:: Data shown ::
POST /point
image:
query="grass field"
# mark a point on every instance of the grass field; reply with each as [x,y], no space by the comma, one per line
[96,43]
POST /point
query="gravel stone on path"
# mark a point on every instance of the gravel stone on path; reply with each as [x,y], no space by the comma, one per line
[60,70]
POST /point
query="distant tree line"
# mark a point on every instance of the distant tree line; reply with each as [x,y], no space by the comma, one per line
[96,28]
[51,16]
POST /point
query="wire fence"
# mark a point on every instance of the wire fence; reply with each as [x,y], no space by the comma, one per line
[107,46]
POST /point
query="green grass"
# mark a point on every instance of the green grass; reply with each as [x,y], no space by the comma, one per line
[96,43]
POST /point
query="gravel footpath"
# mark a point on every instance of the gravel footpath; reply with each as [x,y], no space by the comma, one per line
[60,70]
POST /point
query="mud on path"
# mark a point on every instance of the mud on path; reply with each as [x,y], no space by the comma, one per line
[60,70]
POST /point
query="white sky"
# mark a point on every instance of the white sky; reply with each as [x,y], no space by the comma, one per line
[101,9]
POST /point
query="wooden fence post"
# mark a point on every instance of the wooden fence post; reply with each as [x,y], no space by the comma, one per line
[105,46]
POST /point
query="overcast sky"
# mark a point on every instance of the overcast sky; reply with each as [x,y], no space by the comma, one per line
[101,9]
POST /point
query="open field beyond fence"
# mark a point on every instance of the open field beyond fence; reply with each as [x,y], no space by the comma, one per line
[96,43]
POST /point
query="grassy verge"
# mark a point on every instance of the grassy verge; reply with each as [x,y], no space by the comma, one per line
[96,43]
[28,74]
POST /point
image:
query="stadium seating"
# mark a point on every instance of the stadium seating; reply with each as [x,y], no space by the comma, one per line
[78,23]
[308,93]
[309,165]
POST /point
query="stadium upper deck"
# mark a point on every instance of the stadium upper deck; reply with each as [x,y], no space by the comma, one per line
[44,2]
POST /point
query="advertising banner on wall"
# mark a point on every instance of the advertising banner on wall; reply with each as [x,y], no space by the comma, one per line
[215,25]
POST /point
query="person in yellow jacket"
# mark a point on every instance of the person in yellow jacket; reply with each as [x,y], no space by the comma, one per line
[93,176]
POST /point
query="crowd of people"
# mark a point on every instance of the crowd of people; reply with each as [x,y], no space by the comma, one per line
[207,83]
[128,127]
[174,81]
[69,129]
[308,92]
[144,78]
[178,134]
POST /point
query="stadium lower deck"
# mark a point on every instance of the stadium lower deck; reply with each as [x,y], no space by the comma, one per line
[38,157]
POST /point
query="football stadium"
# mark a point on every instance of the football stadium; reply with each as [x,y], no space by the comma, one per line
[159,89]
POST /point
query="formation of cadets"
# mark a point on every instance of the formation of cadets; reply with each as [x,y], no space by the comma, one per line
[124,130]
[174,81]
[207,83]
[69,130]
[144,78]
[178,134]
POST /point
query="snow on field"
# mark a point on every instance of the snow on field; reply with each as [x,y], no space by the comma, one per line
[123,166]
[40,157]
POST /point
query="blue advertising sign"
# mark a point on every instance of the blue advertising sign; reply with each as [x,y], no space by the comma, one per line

:: Task prompt ::
In the lines above, find the word "sign" and copy every line it occurs in.

:: Your solution ::
query="blue advertising sign"
# mark a point on every instance of the blue advertising sign; reply with each as [x,y], no space by the comma, one per line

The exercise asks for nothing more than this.